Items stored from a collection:
* Begin *
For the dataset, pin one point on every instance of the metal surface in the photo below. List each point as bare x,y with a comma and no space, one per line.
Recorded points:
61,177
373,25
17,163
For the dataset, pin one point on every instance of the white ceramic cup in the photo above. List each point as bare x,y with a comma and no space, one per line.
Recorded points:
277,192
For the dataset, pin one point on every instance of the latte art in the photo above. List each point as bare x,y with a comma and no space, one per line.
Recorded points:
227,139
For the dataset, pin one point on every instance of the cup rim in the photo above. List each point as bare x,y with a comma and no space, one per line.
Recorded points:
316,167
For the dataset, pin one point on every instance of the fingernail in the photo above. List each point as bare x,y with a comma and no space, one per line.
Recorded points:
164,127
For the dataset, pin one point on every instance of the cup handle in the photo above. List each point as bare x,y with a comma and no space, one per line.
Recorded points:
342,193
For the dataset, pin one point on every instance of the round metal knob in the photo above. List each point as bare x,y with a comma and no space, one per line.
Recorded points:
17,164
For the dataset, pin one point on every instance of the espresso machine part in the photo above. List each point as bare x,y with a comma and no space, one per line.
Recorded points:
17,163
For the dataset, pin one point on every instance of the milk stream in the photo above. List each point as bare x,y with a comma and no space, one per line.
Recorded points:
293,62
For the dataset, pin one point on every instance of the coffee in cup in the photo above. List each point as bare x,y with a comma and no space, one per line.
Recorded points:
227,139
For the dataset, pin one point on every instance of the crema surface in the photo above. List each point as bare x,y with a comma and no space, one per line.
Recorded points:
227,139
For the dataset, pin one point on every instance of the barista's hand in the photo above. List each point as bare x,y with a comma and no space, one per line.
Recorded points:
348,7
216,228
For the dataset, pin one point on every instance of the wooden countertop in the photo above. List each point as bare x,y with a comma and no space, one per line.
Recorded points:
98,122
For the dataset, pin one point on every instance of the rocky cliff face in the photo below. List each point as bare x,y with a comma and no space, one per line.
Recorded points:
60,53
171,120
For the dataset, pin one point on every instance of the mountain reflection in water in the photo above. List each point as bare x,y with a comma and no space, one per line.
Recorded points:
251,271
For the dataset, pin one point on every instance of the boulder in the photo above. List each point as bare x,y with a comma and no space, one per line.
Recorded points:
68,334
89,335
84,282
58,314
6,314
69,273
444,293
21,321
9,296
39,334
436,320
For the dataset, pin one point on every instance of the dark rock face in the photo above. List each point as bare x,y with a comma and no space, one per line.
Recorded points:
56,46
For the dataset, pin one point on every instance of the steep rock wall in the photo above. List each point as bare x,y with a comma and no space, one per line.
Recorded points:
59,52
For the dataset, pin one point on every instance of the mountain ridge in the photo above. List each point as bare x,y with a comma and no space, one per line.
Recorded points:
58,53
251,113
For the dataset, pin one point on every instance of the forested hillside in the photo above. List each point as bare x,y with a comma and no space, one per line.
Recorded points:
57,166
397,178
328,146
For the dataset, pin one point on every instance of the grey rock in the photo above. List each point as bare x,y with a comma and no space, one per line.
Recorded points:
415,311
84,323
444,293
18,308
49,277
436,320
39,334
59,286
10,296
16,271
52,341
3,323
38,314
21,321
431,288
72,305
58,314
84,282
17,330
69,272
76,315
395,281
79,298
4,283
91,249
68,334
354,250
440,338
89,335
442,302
* End *
_Problem to work on:_
Turn the lines from the one containing "of the forested" through the last line of the items into a Markdown table with the columns Row and Line. Number each row and leave out any blank lines.

_Response to the task:_
| Row | Line |
|---|---|
| 1 | For the dataset, pin one point on every instance of the forested hillside in the photo above. List each point as bare x,y with a comma and no space, one per line. |
| 2 | Recorded points: |
| 3 | 57,166 |
| 4 | 397,178 |
| 5 | 328,146 |
| 6 | For the dataset, pin one point on every instance of the grey rock in the photo above. List each point as bare x,y with a comma and no space, one per line. |
| 7 | Recorded points: |
| 8 | 415,311 |
| 9 | 84,323 |
| 10 | 444,293 |
| 11 | 18,308 |
| 12 | 49,277 |
| 13 | 436,320 |
| 14 | 39,334 |
| 15 | 59,286 |
| 16 | 10,296 |
| 17 | 16,271 |
| 18 | 52,341 |
| 19 | 3,323 |
| 20 | 38,314 |
| 21 | 21,321 |
| 22 | 431,288 |
| 23 | 72,305 |
| 24 | 58,314 |
| 25 | 84,282 |
| 26 | 17,330 |
| 27 | 69,272 |
| 28 | 76,315 |
| 29 | 395,281 |
| 30 | 79,298 |
| 31 | 4,283 |
| 32 | 91,249 |
| 33 | 68,334 |
| 34 | 354,250 |
| 35 | 440,338 |
| 36 | 89,335 |
| 37 | 442,302 |